**Problem to work on:** Repeat only the lines below from the one containing "Q: For each instance of the white face" through the one containing "Q: For each instance of the person", inclusive, exactly as written.

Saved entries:

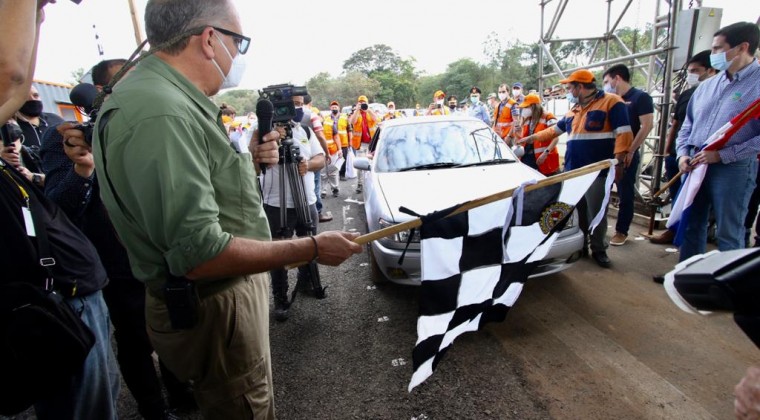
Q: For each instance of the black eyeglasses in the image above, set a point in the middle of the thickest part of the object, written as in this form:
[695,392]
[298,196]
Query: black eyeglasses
[243,42]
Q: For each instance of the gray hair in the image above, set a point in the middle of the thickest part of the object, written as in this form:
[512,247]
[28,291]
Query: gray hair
[166,19]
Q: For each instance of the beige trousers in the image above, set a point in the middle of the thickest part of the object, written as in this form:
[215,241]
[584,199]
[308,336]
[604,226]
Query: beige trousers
[226,355]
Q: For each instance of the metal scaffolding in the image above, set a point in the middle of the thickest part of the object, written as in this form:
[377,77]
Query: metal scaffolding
[655,63]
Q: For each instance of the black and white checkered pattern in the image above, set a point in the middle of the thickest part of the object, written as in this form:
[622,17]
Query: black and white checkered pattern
[474,264]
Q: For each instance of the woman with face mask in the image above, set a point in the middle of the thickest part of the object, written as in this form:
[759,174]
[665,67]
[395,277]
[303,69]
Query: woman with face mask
[540,155]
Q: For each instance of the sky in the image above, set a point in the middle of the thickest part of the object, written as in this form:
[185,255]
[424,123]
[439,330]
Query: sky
[288,49]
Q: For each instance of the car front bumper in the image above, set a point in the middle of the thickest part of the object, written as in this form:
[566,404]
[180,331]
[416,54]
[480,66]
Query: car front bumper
[564,252]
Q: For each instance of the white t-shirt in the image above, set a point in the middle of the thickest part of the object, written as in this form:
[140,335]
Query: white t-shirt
[308,148]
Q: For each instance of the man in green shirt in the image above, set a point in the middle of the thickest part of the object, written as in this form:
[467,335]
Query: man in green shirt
[185,204]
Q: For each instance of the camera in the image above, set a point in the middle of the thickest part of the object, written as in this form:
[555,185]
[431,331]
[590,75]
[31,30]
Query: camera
[10,133]
[281,97]
[720,281]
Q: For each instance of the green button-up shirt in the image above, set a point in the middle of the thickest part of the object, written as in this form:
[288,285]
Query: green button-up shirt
[174,187]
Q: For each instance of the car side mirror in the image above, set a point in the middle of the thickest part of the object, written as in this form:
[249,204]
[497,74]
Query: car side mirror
[361,164]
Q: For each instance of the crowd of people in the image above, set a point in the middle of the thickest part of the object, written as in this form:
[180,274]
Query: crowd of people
[178,202]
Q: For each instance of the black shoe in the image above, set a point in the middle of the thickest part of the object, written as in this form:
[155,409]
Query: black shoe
[181,401]
[281,311]
[601,259]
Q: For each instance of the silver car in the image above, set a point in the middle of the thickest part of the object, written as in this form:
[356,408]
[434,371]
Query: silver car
[432,163]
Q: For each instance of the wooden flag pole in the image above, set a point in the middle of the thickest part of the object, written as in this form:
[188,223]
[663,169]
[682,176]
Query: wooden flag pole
[668,184]
[415,223]
[135,21]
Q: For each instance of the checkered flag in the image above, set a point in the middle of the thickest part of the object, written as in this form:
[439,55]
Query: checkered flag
[474,263]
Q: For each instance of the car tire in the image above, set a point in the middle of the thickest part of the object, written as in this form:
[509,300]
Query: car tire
[376,274]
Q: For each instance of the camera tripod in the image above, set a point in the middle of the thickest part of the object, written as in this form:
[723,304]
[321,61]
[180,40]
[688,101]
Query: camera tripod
[290,157]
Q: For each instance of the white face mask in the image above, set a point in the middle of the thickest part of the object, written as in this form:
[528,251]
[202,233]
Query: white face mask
[719,61]
[237,69]
[692,79]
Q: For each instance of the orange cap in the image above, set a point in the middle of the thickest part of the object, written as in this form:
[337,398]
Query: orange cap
[530,100]
[580,76]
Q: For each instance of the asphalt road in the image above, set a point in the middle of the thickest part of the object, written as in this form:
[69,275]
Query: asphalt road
[588,343]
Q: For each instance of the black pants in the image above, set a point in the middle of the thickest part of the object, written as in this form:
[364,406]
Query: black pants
[125,298]
[280,276]
[754,202]
[342,171]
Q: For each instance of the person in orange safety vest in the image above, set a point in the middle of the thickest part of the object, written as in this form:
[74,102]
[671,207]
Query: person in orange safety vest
[502,117]
[364,122]
[540,154]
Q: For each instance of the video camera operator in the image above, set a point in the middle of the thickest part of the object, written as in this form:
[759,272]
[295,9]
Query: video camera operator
[186,207]
[313,160]
[72,183]
[19,156]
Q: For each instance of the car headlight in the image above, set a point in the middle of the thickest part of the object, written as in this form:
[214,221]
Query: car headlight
[401,237]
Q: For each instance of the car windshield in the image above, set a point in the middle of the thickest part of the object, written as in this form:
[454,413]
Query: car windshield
[441,144]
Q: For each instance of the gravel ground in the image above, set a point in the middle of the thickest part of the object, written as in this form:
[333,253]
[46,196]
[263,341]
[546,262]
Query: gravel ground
[349,356]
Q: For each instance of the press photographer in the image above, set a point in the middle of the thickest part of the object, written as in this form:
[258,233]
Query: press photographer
[290,201]
[21,157]
[73,184]
[34,122]
[43,250]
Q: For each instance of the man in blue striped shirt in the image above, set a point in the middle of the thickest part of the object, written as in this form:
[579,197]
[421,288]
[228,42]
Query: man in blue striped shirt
[730,176]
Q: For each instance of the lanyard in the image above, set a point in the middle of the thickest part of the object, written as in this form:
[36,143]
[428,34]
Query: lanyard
[21,189]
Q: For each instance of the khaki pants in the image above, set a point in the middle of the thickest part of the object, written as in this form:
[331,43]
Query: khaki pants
[226,354]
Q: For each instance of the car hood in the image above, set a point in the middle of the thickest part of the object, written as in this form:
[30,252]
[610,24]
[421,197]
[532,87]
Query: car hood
[426,191]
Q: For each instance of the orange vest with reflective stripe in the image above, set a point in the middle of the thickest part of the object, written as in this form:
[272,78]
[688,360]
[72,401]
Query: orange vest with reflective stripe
[356,138]
[503,120]
[551,163]
[392,115]
[341,135]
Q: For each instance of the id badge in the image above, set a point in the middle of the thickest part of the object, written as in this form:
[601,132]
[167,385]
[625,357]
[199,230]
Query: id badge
[28,221]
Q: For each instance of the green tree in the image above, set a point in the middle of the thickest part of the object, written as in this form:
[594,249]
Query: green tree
[377,58]
[344,89]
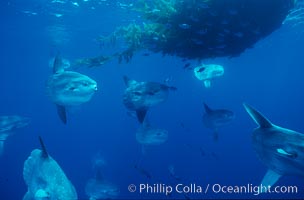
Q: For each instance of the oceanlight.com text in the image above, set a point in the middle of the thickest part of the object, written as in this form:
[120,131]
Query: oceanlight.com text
[254,189]
[193,188]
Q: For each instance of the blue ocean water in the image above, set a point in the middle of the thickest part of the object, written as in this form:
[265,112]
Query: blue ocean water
[268,76]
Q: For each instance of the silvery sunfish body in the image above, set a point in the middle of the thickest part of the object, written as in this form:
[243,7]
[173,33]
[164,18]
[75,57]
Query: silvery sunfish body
[280,149]
[8,125]
[69,88]
[214,119]
[206,73]
[140,96]
[45,179]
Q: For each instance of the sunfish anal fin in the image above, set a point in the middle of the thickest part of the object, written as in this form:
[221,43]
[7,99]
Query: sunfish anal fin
[215,135]
[58,64]
[62,113]
[1,147]
[269,180]
[98,175]
[44,152]
[262,121]
[141,114]
[207,83]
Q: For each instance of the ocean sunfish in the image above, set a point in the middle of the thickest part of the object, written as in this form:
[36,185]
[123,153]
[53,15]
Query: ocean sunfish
[8,126]
[45,179]
[280,149]
[140,96]
[206,73]
[68,88]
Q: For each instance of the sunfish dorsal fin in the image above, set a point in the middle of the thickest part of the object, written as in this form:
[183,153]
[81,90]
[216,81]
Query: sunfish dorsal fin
[262,121]
[128,81]
[207,108]
[269,179]
[207,83]
[58,64]
[98,175]
[44,152]
[1,147]
[141,114]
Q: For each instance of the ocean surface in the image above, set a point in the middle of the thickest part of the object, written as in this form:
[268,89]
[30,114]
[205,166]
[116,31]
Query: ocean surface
[268,76]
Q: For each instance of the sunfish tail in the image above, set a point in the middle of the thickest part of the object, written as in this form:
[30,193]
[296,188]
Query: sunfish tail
[259,119]
[269,180]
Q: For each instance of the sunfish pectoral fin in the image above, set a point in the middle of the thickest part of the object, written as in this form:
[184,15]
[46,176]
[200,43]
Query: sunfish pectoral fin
[284,153]
[262,121]
[44,151]
[62,113]
[141,114]
[41,194]
[1,147]
[269,180]
[207,83]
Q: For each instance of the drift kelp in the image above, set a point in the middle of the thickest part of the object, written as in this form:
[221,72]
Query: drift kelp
[200,29]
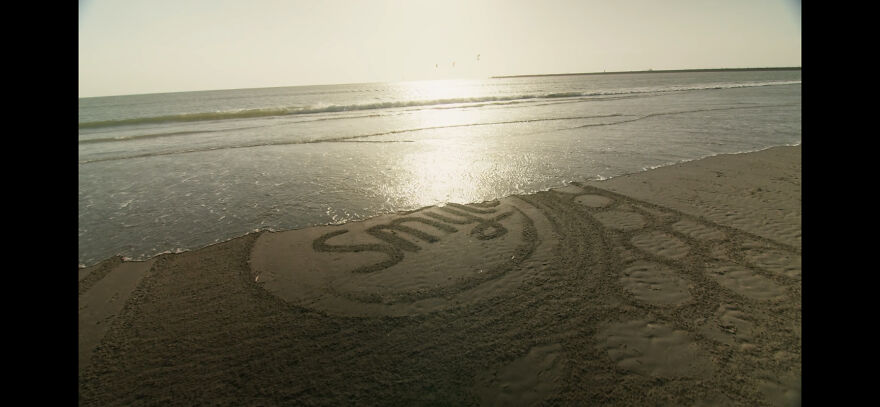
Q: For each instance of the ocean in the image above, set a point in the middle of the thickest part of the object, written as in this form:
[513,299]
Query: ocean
[170,172]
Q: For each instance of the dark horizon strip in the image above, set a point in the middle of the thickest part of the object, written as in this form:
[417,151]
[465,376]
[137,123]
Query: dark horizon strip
[652,71]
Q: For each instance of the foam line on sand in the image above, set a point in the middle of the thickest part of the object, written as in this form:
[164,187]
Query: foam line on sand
[676,286]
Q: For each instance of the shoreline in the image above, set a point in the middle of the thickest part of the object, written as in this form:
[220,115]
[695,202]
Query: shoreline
[679,284]
[792,68]
[82,266]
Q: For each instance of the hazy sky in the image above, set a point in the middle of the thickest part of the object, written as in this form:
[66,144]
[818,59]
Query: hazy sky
[150,46]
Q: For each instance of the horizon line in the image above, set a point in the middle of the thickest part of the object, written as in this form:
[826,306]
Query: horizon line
[489,77]
[787,68]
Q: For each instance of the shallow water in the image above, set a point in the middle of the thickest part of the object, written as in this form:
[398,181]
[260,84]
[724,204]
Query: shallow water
[172,172]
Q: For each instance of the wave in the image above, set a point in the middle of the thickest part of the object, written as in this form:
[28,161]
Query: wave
[300,110]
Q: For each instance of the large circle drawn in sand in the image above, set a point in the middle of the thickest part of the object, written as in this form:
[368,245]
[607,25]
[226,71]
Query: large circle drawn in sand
[405,264]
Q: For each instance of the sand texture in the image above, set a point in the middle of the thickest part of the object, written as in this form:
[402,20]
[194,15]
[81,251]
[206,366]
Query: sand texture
[676,286]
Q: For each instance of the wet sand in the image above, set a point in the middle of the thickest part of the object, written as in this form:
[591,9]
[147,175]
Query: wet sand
[675,286]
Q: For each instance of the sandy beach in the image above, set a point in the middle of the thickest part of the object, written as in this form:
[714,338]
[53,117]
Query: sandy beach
[679,285]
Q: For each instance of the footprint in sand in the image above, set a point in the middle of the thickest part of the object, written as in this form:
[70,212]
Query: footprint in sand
[655,349]
[697,230]
[744,281]
[526,381]
[776,261]
[594,201]
[655,284]
[661,244]
[730,326]
[621,220]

**Exercise output:**
Q: For each instance of the white face mask in the image above, set a point in the middle of the thickest part of the object, written as in this form:
[528,251]
[202,233]
Query: white face mask
[719,61]
[237,69]
[692,79]
Q: For each instance of the orange cap in the image above, set a point in the middle of the thickest part of the object, written as in this form:
[337,398]
Query: orange cap
[530,100]
[580,76]
Q: For each instance of the asphalt road in the image above, set a point in the middle of the thickest part of the object, written as in this form:
[69,275]
Query: asphalt road
[588,343]
Q: For each instance of the black pants in the image above, set a point in the middle of the thickest part of the object, written as in this form:
[364,406]
Query: black pants
[125,298]
[280,276]
[754,202]
[342,171]
Q: For each instance of the person in orange safety vest in the image above, set a point in the middle of the thickest part of the object, written as in this form:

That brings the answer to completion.